§ **Data supplied**:

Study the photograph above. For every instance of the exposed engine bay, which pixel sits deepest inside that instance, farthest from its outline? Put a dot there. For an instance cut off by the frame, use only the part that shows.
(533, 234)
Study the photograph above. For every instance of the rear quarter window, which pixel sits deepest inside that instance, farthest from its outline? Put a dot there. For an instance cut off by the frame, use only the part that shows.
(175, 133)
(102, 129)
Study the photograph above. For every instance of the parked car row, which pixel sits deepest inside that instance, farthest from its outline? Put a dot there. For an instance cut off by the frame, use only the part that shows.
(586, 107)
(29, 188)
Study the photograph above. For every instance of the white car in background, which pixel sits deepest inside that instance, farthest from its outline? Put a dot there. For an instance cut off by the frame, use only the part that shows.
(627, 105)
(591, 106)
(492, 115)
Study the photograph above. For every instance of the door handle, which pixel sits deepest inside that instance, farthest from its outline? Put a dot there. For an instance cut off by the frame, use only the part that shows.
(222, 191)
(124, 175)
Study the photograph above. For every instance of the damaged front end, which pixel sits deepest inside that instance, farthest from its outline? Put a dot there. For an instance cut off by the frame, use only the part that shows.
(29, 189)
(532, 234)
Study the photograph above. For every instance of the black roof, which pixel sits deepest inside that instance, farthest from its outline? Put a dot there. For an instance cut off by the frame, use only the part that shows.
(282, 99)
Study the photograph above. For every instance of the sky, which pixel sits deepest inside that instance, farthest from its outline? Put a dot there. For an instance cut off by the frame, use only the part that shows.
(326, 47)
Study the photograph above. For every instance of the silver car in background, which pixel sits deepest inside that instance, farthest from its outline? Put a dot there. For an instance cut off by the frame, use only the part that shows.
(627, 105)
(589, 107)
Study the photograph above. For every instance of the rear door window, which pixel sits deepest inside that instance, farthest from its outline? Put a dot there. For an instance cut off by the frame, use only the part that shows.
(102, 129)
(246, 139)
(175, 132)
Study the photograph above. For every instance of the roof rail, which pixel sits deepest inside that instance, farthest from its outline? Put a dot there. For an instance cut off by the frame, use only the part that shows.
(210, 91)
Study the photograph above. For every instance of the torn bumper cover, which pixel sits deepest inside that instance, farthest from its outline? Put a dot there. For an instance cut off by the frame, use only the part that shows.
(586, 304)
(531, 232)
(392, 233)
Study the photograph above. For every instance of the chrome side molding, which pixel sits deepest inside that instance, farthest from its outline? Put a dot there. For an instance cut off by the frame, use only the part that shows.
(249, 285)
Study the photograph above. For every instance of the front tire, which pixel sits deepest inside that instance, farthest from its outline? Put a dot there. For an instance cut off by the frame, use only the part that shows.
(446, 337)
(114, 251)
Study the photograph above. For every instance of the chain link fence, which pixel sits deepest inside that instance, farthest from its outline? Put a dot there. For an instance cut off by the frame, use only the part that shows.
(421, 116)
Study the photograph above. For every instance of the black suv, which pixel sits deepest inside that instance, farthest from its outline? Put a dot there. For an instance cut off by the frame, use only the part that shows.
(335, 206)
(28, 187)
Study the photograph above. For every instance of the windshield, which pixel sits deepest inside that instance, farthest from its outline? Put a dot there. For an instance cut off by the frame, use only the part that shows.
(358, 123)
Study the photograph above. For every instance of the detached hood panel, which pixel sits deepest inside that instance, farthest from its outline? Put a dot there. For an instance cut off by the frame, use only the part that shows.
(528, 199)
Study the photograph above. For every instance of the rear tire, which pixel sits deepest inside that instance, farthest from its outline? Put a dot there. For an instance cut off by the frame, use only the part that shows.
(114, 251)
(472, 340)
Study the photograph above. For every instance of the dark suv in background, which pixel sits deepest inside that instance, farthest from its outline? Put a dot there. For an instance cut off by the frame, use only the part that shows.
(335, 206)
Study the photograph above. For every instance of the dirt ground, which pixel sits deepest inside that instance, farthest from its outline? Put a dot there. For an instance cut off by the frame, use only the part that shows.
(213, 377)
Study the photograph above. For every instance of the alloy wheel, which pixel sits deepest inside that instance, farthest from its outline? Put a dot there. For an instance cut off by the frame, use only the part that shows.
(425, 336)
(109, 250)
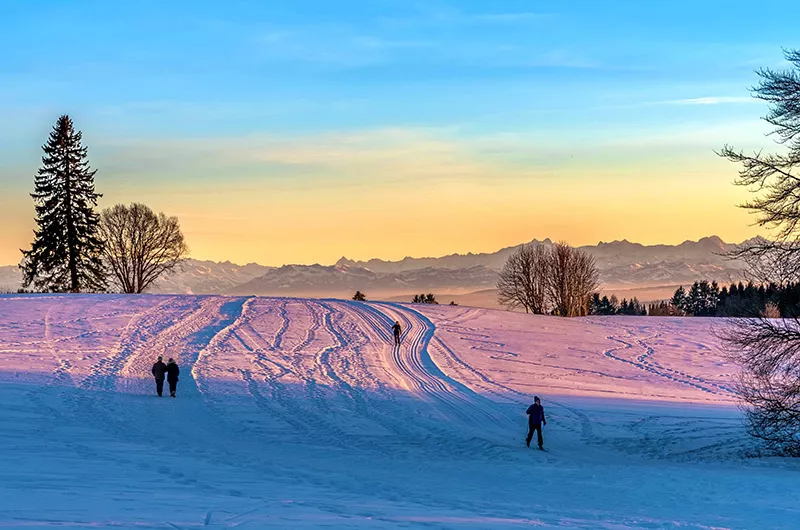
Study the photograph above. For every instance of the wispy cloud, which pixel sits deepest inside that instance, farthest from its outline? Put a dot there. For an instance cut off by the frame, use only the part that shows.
(710, 100)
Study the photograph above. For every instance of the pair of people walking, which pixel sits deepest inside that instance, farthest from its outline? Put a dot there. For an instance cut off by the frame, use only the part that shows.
(170, 372)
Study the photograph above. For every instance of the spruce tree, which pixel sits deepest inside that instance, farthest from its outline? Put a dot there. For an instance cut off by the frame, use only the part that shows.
(65, 254)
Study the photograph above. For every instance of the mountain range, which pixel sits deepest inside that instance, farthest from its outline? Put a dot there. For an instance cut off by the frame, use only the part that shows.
(625, 267)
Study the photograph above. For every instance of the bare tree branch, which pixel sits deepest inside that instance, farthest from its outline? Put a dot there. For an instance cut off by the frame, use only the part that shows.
(140, 245)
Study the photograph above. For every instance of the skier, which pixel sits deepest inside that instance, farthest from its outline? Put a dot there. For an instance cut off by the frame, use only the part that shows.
(159, 369)
(536, 420)
(172, 376)
(396, 329)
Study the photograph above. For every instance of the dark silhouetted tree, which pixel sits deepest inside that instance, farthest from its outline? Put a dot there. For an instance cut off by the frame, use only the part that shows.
(65, 255)
(523, 279)
(140, 246)
(768, 349)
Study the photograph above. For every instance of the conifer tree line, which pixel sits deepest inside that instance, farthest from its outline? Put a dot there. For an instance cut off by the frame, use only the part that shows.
(705, 299)
(75, 249)
(612, 306)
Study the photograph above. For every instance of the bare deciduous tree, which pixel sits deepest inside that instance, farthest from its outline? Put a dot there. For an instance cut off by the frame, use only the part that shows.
(539, 279)
(523, 279)
(768, 349)
(572, 280)
(140, 245)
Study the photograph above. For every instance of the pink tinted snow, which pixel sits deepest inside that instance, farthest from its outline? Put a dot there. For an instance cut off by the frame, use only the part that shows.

§ **Exercise details**:
Give the material again exactly as it is, but keep the pictures out.

§ **Solution**:
Study the photograph above. For every instance of the exposed engine bay, which pixel sits deepest inside that instance, farthest from its outline? Put a dot there. For an instance cut off by the frame, use only the part that shows.
(533, 234)
Study the photograph above. For every instance of the rear quarter window, which pixel sits deepest inside that instance, farthest from its outline? Put a dot there. For an instance cut off by the frame, use only the part that shows.
(175, 133)
(102, 129)
Study the photograph above. For every instance of the parked car row, which pixel sits deepest inside that instance, farthest from its outline? Put a dot there. For an instance cut off by the frame, use only the part that shows.
(586, 107)
(29, 188)
Study the photograph above. For every instance of the white car in background, which pixel sits deepest inside that instance, farthest from its outline? Put a dot there. For an instance cut off by the frame, use only the part that shows.
(627, 105)
(591, 106)
(492, 115)
Study the photograph above. For every instance of the door handle, which pixel sits deepest inside that instance, farthest from its outline? Put a dot there. For an instance cut off by the frame, use only the part that shows.
(222, 191)
(124, 175)
Study the photograph above. For every instance of the damaged front end, which pixel sits deepest inside that instance, farthest from its outline? Put a dot there. For an instance cut off by the frame, use only the part that shows.
(29, 189)
(532, 234)
Study the photograph above. For every instance of the black roof, which pixel sits deepest inside that instance, farthest from its outline? Put a dot there. For an instance cut off by the frame, use only the part that shows.
(282, 99)
Study the photograph above. For every instance of the sky, which pixel sits deepest inside that instance, farthest from its outline? Put a dot there. For an instance cut off by the frame, use only the part that shows.
(326, 47)
Study the photograph above. For every instance of the silver car in background, which pixel sits deepest inside that instance, farthest from its outline? Put a dot there. For an instance cut off by the frame, use only the part that shows.
(627, 105)
(589, 107)
Study the photograph above. For every instance of the rear door window, which pixel sits deepest inside that instance, farthest from its outline? Put a dot there. For an instance cut off by the frame, use only the part that shows.
(102, 129)
(246, 139)
(175, 132)
Study the photograph above. For every instance of the roof rail, which pixel sits deepest inside that instance, farthest from its outline? Put a dot there. For an instance cut off by the frame, use only the part that shows.
(210, 91)
Study the photograph above. For every instance of the torn bumper cover, which pixel sits deepest inside that instance, farthest from its outline? Put a dot there. For an instance cut off by the frame, use only the part that shows.
(586, 304)
(531, 232)
(392, 233)
Study the photograph above. For every instance of the chrome side molding, which pixel sits deepest inside that instance, farthest from its outline? Put a dot there. For an instance cut off by the frame, use only the part that shows.
(249, 285)
Study the photograph above. For every instance of the front tire, which pixel sits deepest inside that instance, farthest from its outline? Put a dot there. For an instance cut off by the frame, use only the part that shows.
(446, 337)
(114, 251)
Study the photograph above. For every instance of the chain link fence, which pixel sits deepest inside that instance, farthest from its outline? Put a dot there. For an instance cut off by the frame, use only the part that shows.
(421, 116)
Study the photograph above. For every instance of the black suv, which pixel sits deepest inside that instance, farthest from its outline? Put a dot there. For an instance cut off by the frame, use only the part that shows.
(335, 206)
(28, 187)
Study the photograph above. For every instance of the windshield, which pixel sits deepest inside that instance, farthest from its outline? Put a dot there. For an instance cut off by the frame, use only the part that shows.
(358, 123)
Study the photograph above. For every instance of the detached hood panel, which pixel sits deepest inside that instance, farthest from its outline? Put a dot there. For an instance cut off by the frame, use only the part that shows.
(528, 199)
Study the photograph above. For every instance of the rear tire, which pixel sits deepest inside that instance, farthest from its outline? Put a dot there. For an instance cut off by the frame, use only the part that shows.
(114, 251)
(472, 340)
Study the photograph above. For every instance of the dark suv in background, which pixel sits deepest inside that instance, farthest from its outline? Put a dot there. For an instance cut off by the frame, use only the part that shows.
(335, 206)
Study the photograph above. For every instance of the dirt ground, which pixel sits deepest inside that instance, farthest from its outline? Put a dot there. For an instance cut off by the frame, use only the part that shows.
(213, 377)
Study the photograph above. For every instance of the alloy wheel, which pixel sits deepest inside that instance, farthest from its outline? Put a dot there. For an instance cut off by the frame, use only the part that shows.
(425, 336)
(109, 250)
Study the photograph above. For every instance of the wispy cloud, which pixel sits deepest inside that instance, farthest from its outline? Put a dot there. For an instance cut off by the frame, use only the part that shows.
(710, 100)
Study the photograph above. For every instance of the pair of people walking, which pixel sits deepest inside that instance, farthest from its outline? Put a dot there. For an instance cut off by the frame, use only the part that shows.
(170, 372)
Study the photograph above. For every instance of the spruce tree, which pixel sits deepest inside that instance, farthest from its outline? Put a dot there. For an instance cut off by the frame, use only the part that shows.
(65, 254)
Study the photograph above. For every instance of the mountain range, which pixel sits deepest inside that instance, farthest from its outline? Put a dot there. For an instance cut off by the frame, use only the part that shows.
(625, 267)
Study the photograph above. For every instance of the bare tree branch, which pixel sits deepest inside that instance, farthest from its outline? Put a dot there. For an instance cut off by the frame, use only the part that shows.
(140, 245)
Study the photograph above. For every instance of the skier, which pixel sits deepest inside that instance, farthest from its outline? Put a dot there. For an instance cut off by the frame, use only the part that shows.
(159, 369)
(536, 420)
(172, 376)
(396, 329)
Study the photograph above. For every instance of the dark silhouetted tree, which pixel sits deepest inside that instance, farthest from its outline? Put a dot there. For an instance cut off by the frame, use only the part that shows.
(65, 255)
(523, 279)
(140, 246)
(768, 349)
Study the photograph above. For every instance of the conifer tree line, which pixel sits deepest inside that instance, farthest from its outline? Put a dot there. For an instance cut off by the frame, use only the part that shows.
(705, 299)
(75, 249)
(612, 306)
Study the photograph above. For every instance of the bare deciduous tree, which pixel sits deepest inside that instance, farthest from its outline? Put a dot there. For an instance cut off by the frame, use only the part that shows.
(539, 279)
(523, 279)
(768, 349)
(572, 280)
(140, 245)
Study the photograph above. For every instance of the pink tinted snow, which pixel sits deepest inside that instance, farthest from its outline? Put a dot there. For an instance cut off by the frame, use only the part that shows.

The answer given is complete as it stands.